◆ **Given exercise**
Extract every row below that contains the word "plant". Treat the match as case-sensitive.

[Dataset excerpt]
= = = =

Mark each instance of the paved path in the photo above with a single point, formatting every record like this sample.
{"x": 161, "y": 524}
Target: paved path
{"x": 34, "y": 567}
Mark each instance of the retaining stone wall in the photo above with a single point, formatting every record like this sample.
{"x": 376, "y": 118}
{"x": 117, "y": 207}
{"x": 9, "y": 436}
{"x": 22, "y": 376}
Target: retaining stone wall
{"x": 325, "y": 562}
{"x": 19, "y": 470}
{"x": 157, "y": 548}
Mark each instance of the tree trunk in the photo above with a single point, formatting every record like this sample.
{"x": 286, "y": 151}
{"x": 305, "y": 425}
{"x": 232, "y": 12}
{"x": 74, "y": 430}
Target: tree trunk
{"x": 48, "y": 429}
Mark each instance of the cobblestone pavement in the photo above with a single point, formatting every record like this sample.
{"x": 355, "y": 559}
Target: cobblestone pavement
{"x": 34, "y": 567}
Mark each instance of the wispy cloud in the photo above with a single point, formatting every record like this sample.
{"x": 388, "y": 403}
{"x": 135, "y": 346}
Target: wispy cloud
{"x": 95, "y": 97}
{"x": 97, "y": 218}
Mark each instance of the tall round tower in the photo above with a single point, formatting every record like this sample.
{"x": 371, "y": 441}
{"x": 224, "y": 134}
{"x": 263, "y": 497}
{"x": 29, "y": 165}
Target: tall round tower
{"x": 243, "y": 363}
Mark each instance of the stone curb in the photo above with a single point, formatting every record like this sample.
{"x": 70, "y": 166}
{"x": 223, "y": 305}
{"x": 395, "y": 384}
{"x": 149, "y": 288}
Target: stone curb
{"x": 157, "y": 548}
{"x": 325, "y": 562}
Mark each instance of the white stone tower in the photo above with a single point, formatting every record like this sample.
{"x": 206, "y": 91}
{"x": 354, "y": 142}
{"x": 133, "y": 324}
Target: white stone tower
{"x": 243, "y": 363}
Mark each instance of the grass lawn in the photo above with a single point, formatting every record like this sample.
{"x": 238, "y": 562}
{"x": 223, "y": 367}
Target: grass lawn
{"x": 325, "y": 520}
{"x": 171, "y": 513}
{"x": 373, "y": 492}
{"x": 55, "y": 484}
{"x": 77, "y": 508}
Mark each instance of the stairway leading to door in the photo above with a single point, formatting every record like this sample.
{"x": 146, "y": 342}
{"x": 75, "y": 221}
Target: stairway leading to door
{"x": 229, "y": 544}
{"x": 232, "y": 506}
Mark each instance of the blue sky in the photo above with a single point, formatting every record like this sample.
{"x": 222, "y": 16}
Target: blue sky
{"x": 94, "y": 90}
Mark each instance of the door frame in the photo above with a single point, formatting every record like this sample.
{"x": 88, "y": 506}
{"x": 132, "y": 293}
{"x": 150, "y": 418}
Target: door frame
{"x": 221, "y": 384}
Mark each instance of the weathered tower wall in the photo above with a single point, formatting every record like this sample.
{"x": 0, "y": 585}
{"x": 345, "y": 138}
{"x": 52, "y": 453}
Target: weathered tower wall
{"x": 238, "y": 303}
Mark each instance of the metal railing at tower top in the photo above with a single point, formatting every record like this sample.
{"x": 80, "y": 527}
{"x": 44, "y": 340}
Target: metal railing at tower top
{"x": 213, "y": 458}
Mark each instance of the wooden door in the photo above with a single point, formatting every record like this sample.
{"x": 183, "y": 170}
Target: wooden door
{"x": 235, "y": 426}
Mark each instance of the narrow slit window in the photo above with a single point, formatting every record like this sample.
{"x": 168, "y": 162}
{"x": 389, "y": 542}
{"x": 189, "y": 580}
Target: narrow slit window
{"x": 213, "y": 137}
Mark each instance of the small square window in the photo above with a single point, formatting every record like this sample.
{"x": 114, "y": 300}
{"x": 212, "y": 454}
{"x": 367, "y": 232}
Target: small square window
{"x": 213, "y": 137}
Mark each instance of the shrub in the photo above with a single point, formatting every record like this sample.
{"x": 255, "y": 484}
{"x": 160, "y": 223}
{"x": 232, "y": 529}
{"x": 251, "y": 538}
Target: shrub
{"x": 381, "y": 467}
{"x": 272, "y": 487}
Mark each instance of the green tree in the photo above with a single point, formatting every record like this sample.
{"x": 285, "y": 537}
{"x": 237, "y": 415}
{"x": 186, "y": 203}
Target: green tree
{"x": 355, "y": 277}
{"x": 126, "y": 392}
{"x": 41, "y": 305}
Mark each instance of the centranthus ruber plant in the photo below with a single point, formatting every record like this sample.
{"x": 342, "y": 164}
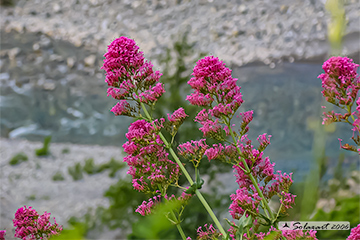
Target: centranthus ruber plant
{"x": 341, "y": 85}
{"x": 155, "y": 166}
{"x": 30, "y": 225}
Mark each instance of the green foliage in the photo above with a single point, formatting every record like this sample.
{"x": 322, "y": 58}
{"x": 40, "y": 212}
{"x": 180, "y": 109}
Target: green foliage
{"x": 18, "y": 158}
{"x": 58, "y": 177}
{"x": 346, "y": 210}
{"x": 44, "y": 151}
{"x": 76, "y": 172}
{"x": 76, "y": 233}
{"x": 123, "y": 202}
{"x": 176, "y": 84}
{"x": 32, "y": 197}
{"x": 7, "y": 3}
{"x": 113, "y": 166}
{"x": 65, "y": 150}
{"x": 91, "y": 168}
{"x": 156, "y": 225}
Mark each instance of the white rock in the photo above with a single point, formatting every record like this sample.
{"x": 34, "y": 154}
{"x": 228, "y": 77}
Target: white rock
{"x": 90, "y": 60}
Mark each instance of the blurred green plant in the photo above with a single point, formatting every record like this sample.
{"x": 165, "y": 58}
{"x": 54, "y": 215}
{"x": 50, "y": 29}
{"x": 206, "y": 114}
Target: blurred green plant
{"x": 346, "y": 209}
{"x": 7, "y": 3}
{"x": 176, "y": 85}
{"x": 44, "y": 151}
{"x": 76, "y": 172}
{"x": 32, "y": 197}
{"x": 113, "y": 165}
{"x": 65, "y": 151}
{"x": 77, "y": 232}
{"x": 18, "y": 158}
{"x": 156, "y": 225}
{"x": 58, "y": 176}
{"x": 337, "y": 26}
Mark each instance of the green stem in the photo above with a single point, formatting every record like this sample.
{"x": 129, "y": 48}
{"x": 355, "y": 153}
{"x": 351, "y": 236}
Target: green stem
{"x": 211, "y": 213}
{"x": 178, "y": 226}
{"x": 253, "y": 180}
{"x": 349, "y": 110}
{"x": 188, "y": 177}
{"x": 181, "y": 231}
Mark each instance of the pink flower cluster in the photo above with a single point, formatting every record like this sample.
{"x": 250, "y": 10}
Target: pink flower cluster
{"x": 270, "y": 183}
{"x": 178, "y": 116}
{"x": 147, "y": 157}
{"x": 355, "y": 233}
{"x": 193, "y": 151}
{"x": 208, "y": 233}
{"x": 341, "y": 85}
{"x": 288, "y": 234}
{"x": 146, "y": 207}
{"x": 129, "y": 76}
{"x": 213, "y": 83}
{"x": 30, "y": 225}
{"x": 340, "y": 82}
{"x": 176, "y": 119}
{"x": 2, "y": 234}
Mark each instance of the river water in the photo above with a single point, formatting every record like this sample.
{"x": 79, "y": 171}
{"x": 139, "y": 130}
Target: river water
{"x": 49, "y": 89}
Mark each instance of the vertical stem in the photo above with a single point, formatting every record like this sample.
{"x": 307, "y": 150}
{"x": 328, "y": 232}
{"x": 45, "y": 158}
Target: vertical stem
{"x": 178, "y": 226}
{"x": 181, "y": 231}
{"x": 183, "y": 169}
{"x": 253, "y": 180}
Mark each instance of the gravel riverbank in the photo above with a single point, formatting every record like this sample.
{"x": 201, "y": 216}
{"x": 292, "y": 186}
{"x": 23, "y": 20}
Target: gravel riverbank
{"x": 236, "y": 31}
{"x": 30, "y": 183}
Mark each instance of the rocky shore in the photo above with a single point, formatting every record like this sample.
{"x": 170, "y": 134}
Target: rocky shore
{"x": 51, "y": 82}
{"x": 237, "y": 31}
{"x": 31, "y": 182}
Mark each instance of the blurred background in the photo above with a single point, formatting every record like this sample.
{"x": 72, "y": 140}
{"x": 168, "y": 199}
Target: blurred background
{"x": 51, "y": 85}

= = = =

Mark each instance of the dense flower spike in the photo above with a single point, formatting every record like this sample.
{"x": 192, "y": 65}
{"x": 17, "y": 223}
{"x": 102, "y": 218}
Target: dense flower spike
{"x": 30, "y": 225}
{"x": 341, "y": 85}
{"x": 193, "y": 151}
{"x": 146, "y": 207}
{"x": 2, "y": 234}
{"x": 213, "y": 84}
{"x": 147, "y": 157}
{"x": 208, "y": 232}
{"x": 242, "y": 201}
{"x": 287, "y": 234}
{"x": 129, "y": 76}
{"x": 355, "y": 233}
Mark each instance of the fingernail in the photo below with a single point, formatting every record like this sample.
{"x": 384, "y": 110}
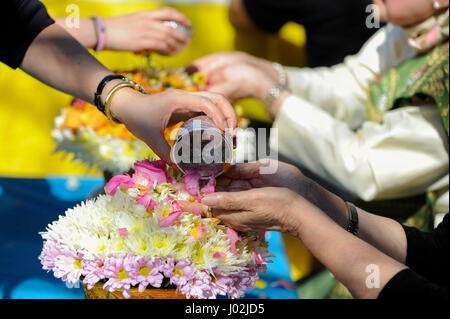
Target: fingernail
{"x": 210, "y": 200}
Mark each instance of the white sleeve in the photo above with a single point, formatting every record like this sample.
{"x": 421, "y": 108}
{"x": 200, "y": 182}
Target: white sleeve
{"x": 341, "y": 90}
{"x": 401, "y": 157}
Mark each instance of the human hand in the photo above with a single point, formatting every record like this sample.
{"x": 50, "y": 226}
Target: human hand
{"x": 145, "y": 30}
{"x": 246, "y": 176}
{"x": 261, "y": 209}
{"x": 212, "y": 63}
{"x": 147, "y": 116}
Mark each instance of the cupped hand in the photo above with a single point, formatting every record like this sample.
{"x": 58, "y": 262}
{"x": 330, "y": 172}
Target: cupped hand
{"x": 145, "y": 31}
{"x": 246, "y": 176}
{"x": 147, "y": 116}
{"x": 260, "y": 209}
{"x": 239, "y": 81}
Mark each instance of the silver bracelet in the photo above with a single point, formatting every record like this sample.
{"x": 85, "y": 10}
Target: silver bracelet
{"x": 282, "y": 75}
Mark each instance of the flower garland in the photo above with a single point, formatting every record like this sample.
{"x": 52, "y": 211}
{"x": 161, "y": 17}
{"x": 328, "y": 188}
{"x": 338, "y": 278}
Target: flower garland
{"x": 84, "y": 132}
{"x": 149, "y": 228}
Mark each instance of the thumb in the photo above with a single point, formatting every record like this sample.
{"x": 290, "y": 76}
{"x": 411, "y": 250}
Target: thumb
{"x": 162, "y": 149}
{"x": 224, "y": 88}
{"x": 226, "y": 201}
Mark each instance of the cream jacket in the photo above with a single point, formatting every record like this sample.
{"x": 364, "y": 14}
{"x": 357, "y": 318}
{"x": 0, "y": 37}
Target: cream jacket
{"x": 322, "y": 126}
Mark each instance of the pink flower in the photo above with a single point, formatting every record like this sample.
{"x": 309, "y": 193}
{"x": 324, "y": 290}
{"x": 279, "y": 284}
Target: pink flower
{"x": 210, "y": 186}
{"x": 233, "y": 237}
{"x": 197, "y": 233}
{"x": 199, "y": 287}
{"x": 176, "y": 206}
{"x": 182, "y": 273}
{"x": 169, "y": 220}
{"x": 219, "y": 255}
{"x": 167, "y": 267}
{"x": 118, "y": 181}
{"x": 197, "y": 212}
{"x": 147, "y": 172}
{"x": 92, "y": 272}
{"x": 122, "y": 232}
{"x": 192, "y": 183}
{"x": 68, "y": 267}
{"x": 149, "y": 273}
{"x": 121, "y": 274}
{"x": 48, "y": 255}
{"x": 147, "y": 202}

= = = =

◆ **Solved problem**
Mark each instance of the centranthus ruber plant in the photo below with a single point, formatting every record like this sample.
Target: centranthus ruber plant
Mark each instance of the blurred green plant in the photo above with a single point, formatting every record like this sample.
Target: blurred green plant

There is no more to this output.